- **Exercise instructions**
Copy the stretch from the start of the material through the line containing "564 447 611 522", requests included and left unchanged. In the answers, multiply every bounding-box coordinate by 0.55 and round each to a whole number, rounding halves up.

- **Given records**
□ □ □

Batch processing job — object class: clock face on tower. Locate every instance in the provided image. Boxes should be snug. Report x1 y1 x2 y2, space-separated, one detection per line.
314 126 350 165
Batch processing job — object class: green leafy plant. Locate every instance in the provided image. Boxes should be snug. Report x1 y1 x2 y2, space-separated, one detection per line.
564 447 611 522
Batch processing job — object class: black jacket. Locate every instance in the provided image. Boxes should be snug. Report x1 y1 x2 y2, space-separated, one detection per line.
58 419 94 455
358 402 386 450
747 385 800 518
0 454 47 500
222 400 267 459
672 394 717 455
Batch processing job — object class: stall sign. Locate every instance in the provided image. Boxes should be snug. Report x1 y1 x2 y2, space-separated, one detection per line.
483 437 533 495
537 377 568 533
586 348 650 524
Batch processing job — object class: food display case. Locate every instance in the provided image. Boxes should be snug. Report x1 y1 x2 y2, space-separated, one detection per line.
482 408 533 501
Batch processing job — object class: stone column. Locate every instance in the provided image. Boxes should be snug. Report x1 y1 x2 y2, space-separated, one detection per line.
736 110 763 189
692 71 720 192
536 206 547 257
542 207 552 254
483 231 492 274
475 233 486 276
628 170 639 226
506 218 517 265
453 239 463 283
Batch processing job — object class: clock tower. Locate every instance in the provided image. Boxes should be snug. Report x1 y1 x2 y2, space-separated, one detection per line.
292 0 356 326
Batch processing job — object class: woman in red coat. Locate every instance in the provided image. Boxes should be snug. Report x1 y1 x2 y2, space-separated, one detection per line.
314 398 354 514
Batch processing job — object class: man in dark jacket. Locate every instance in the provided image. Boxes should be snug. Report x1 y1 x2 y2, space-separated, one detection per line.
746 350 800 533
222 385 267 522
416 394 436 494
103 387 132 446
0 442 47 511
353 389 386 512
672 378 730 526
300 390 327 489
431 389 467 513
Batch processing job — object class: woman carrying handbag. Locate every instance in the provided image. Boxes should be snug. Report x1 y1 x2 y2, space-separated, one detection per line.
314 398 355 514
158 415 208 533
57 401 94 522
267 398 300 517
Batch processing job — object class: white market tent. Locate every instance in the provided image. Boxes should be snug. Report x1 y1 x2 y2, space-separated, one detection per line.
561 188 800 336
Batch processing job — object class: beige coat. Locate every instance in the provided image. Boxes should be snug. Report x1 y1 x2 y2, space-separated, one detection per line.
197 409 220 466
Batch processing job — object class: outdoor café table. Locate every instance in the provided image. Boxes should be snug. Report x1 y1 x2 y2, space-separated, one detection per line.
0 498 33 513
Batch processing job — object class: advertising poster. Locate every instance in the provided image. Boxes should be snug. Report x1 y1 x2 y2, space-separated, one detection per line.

□ □ □

- **Output for this exercise**
Batch processing job — object class: clock face on tower. Locate every instance in the provided image. Boxes should be snug. Report x1 y1 x2 y2, space-separated, one detection per line.
173 69 193 91
Batch processing job — object class: green leafy plant. Locate every instance in the provided image. Boxes should be snug. Report x1 y1 x2 y2, space-separated, one detection per line.
310 246 336 287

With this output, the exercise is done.